What to produce:
The required answer is a copy of each line in the entries below that includes "sink".

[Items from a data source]
= = =
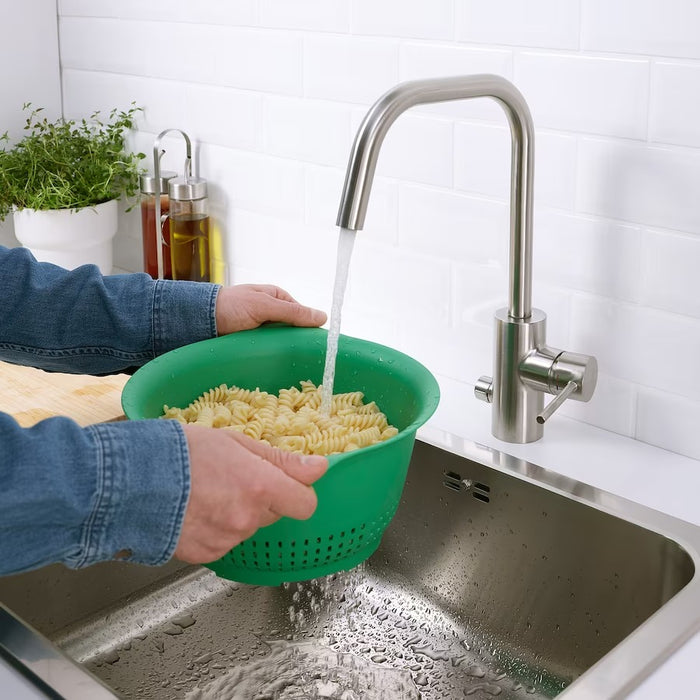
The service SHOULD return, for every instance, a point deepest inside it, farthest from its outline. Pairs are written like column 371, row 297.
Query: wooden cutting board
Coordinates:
column 30, row 395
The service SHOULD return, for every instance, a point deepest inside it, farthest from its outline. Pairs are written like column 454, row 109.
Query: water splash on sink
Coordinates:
column 301, row 670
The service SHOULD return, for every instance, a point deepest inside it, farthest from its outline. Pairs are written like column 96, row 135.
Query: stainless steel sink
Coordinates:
column 496, row 578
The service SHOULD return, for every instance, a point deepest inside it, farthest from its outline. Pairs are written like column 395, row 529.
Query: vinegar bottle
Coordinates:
column 148, row 224
column 189, row 229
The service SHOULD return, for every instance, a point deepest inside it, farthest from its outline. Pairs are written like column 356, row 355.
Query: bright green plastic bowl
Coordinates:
column 359, row 494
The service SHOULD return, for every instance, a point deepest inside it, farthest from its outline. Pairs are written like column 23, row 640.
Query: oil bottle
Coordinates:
column 149, row 229
column 189, row 229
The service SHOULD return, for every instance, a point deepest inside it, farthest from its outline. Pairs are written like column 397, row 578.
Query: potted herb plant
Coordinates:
column 61, row 183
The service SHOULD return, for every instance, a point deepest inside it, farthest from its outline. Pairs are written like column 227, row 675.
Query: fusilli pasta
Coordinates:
column 291, row 420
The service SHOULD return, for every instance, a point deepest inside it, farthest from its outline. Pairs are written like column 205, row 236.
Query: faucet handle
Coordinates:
column 551, row 370
column 554, row 404
column 483, row 389
column 577, row 368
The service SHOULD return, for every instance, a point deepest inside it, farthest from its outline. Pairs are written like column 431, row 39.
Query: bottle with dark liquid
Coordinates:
column 148, row 224
column 189, row 229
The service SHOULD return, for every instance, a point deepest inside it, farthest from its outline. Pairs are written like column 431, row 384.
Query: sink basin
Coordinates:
column 495, row 578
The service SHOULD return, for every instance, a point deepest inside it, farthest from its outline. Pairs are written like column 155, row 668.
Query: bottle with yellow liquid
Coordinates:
column 189, row 229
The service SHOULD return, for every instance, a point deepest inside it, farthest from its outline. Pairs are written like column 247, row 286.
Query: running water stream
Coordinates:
column 346, row 242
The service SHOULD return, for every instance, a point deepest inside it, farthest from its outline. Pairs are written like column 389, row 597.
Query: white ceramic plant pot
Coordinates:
column 69, row 237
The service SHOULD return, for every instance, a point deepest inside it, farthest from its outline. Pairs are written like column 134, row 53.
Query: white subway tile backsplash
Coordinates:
column 208, row 113
column 312, row 15
column 637, row 344
column 592, row 255
column 431, row 20
column 284, row 253
column 272, row 94
column 465, row 350
column 653, row 27
column 613, row 406
column 256, row 182
column 669, row 421
column 349, row 69
column 545, row 23
column 241, row 12
column 639, row 183
column 483, row 161
column 671, row 272
column 455, row 227
column 266, row 61
column 312, row 131
column 399, row 282
column 606, row 96
column 675, row 103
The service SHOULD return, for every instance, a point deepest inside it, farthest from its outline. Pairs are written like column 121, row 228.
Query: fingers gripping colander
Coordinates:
column 359, row 494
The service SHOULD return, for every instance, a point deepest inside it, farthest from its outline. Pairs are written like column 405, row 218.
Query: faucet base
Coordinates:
column 515, row 405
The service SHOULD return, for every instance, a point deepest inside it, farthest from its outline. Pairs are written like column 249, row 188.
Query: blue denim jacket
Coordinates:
column 81, row 495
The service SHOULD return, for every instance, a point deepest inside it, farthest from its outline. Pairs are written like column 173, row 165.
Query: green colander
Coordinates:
column 359, row 494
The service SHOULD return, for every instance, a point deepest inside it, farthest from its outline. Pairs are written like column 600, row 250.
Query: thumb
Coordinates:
column 294, row 313
column 303, row 468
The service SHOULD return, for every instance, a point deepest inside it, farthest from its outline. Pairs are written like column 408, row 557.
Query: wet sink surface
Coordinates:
column 496, row 578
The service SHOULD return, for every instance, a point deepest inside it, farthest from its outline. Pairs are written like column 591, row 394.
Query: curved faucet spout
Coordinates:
column 525, row 367
column 365, row 152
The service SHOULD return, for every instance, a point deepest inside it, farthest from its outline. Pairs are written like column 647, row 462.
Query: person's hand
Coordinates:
column 247, row 306
column 237, row 486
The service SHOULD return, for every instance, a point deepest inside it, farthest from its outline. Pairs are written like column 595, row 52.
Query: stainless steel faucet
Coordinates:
column 524, row 366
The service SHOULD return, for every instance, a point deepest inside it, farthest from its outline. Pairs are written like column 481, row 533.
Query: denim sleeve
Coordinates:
column 83, row 495
column 83, row 322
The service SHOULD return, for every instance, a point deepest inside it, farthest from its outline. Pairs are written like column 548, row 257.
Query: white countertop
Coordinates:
column 648, row 475
column 642, row 473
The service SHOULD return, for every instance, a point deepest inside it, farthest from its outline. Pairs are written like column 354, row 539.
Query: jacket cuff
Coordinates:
column 183, row 312
column 142, row 491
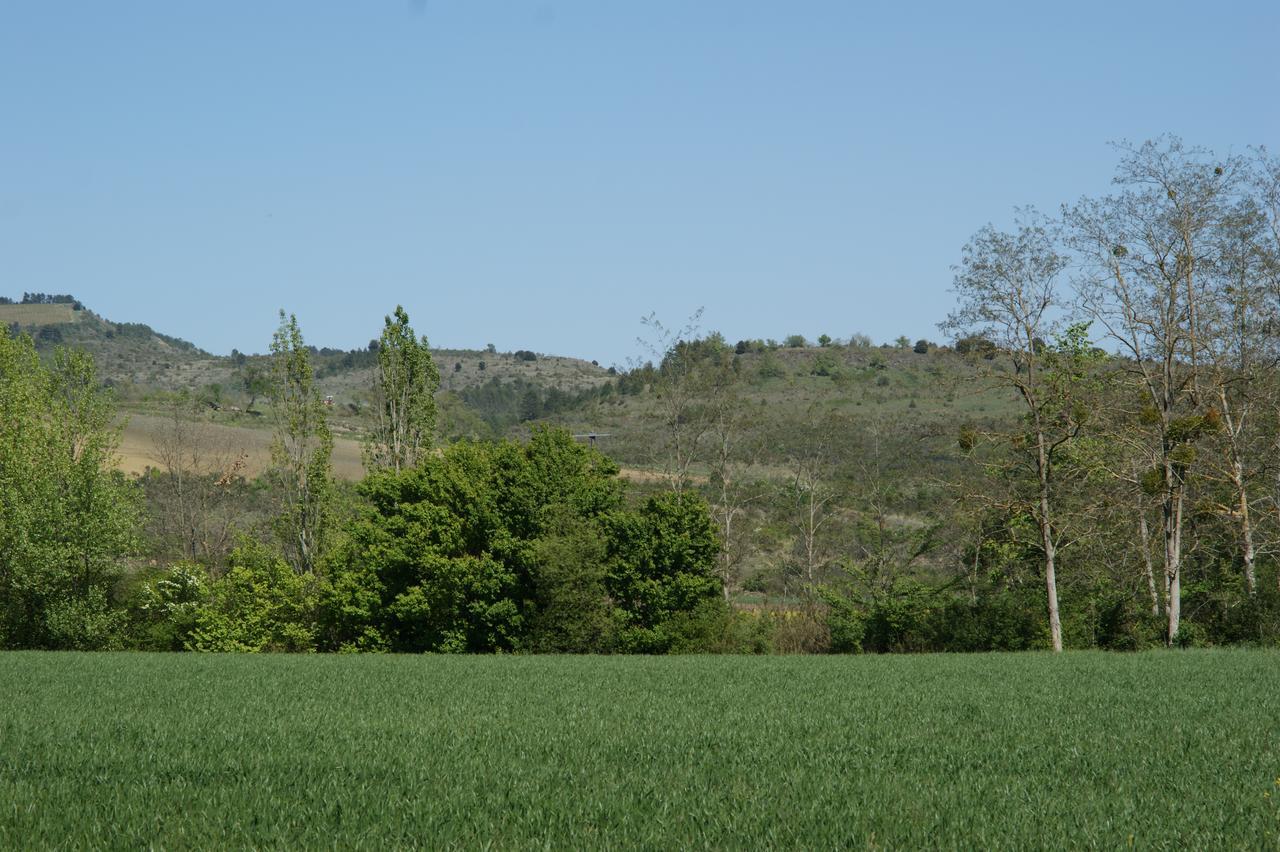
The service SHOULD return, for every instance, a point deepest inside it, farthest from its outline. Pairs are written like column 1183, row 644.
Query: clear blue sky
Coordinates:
column 540, row 174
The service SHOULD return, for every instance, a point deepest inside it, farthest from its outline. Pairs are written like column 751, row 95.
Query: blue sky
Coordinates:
column 543, row 174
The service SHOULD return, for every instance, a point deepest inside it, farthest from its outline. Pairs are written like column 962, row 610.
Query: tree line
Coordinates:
column 478, row 546
column 1133, row 499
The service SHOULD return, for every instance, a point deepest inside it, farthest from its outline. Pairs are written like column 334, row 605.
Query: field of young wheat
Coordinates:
column 1164, row 750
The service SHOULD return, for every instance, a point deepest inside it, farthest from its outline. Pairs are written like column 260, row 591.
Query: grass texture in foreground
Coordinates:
column 1165, row 750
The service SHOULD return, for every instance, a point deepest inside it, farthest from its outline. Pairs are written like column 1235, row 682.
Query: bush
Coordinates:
column 261, row 604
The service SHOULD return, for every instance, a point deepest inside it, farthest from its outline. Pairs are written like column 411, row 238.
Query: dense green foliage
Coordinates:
column 65, row 517
column 986, row 751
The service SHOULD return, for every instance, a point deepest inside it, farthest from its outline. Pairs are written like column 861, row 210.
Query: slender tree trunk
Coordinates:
column 1173, row 512
column 1242, row 494
column 1055, row 623
column 1144, row 543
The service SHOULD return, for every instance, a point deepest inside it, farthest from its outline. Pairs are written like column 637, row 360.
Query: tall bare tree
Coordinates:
column 693, row 374
column 1148, row 251
column 1006, row 285
column 199, row 471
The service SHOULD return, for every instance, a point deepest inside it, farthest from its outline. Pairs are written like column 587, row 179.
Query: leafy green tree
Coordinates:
column 301, row 449
column 67, row 517
column 662, row 563
column 260, row 604
column 255, row 381
column 572, row 613
column 475, row 548
column 405, row 398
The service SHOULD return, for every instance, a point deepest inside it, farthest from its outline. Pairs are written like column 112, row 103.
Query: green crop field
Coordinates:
column 37, row 314
column 1160, row 750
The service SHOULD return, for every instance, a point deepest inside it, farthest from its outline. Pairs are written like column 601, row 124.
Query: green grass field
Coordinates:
column 37, row 314
column 1162, row 750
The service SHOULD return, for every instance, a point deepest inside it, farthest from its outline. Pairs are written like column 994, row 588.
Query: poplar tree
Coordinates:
column 405, row 398
column 301, row 449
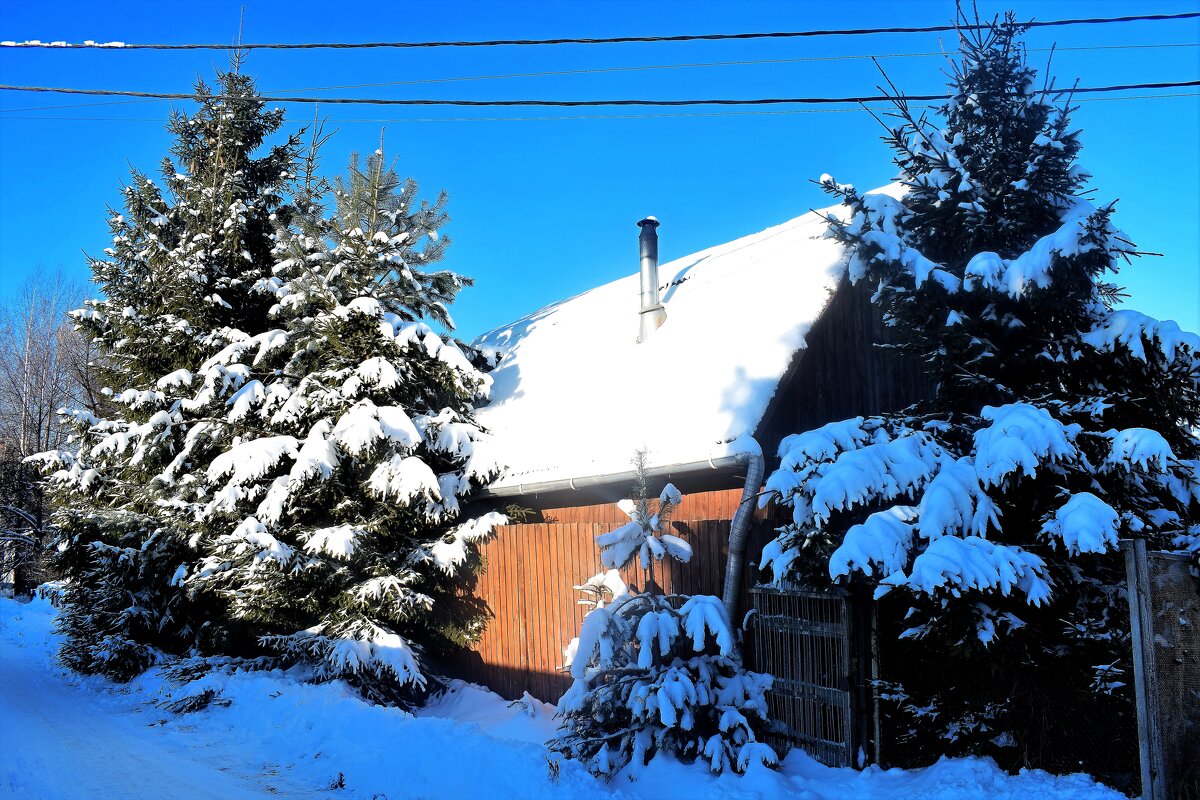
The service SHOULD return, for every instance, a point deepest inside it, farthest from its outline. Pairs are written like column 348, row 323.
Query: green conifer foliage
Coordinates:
column 987, row 517
column 334, row 528
column 185, row 257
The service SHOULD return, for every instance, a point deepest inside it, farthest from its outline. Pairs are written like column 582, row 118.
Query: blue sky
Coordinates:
column 545, row 209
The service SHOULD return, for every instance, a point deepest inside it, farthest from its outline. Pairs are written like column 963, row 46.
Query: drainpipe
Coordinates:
column 739, row 529
column 652, row 313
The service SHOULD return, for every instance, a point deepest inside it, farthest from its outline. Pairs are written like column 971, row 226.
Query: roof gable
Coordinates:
column 575, row 394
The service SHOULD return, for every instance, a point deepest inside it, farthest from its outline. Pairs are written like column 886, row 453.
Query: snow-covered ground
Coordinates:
column 66, row 738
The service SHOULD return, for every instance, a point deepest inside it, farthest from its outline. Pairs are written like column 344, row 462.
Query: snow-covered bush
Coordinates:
column 987, row 517
column 658, row 673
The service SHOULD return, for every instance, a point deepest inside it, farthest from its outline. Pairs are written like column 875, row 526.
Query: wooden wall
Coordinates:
column 532, row 567
column 841, row 373
column 528, row 585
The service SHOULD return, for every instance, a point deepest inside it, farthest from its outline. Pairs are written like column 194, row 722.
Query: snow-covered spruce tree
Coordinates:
column 341, row 446
column 658, row 673
column 988, row 516
column 179, row 276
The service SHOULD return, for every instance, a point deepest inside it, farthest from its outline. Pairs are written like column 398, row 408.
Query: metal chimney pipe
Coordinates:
column 652, row 313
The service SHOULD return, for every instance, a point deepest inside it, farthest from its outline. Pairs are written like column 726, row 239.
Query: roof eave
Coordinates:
column 611, row 479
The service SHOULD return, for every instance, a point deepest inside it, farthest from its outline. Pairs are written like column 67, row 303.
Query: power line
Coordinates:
column 615, row 40
column 570, row 103
column 855, row 109
column 625, row 68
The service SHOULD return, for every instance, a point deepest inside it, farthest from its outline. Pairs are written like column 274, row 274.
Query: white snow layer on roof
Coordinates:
column 575, row 394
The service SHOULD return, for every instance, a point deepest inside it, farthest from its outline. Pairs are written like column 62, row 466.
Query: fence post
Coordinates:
column 1145, row 674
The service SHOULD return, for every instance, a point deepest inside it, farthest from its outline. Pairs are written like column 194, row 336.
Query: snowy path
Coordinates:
column 70, row 738
column 63, row 741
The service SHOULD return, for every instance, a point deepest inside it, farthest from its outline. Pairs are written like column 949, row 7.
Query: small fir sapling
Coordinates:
column 987, row 516
column 657, row 673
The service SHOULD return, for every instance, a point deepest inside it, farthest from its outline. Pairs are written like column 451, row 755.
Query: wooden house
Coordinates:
column 705, row 362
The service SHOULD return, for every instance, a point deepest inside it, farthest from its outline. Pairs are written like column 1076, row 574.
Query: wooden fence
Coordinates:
column 528, row 585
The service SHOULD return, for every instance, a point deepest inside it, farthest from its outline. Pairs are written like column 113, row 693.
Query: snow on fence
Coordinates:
column 1164, row 608
column 528, row 587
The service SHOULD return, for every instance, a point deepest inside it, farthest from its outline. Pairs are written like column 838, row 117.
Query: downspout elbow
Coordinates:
column 739, row 530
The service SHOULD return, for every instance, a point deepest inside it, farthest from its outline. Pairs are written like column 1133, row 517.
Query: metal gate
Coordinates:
column 803, row 638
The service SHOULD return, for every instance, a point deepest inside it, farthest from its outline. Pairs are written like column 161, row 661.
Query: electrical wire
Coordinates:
column 628, row 68
column 855, row 109
column 615, row 40
column 573, row 103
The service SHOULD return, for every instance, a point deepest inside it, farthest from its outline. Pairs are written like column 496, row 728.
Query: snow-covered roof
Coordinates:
column 575, row 394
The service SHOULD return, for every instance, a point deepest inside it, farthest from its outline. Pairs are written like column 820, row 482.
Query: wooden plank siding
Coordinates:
column 533, row 566
column 697, row 505
column 528, row 584
column 843, row 372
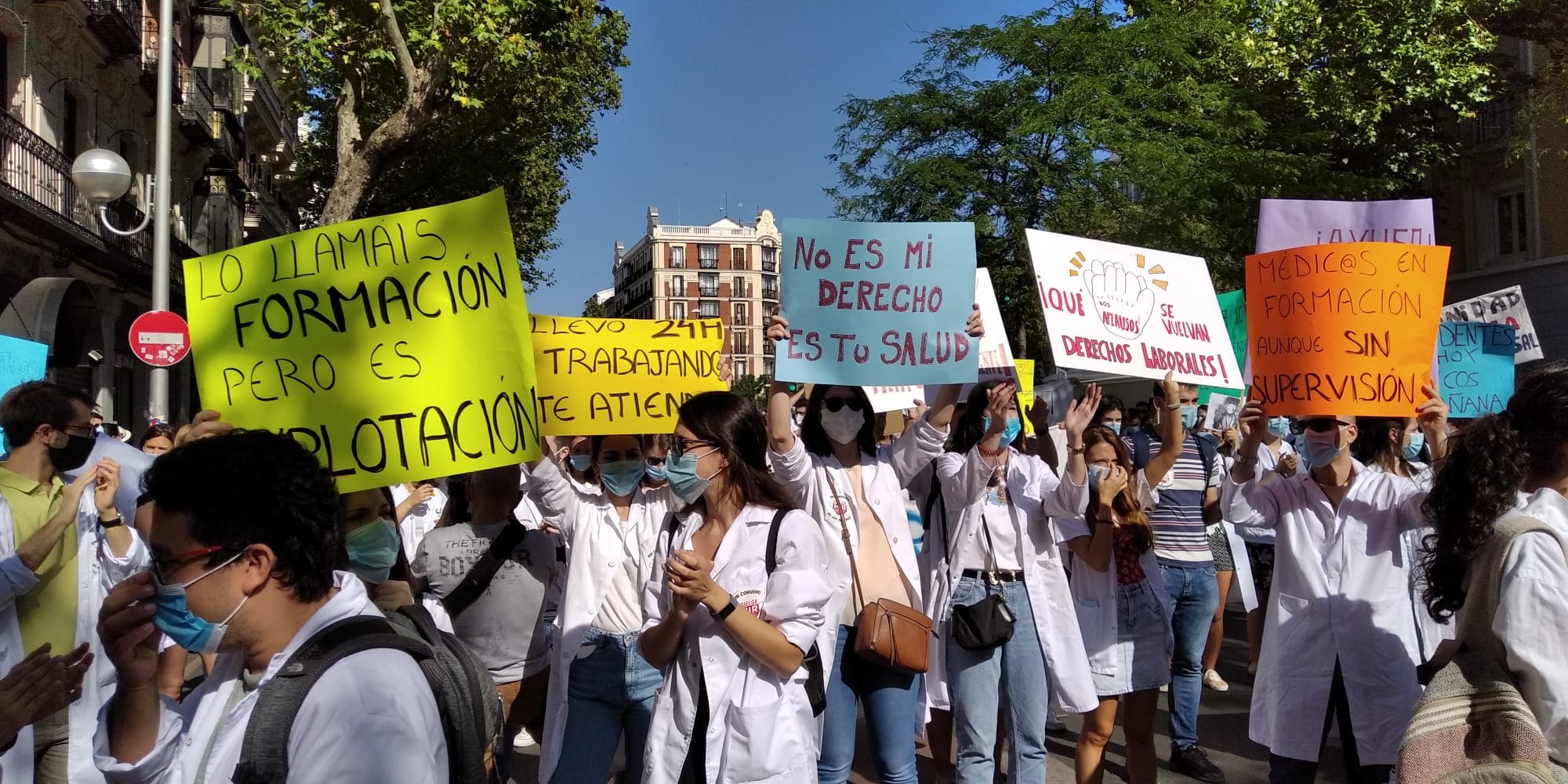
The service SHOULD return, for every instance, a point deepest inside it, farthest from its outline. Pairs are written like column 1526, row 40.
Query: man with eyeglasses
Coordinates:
column 245, row 540
column 62, row 548
column 1338, row 645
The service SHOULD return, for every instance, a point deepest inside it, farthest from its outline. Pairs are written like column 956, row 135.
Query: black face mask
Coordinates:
column 73, row 456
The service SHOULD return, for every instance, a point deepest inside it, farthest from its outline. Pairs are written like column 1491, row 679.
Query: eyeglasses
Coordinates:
column 1316, row 426
column 837, row 404
column 680, row 446
column 164, row 567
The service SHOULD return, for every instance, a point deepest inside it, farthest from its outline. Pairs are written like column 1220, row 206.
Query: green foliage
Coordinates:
column 752, row 388
column 416, row 104
column 1164, row 126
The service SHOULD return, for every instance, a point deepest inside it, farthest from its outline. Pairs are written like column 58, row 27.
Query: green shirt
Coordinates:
column 48, row 614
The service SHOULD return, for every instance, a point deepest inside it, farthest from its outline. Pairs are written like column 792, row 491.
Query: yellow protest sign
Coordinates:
= = =
Reply to the exercise:
Query: water splash on sink
Query: stainless steel sink
Query: sink basin
Query: wet sink surface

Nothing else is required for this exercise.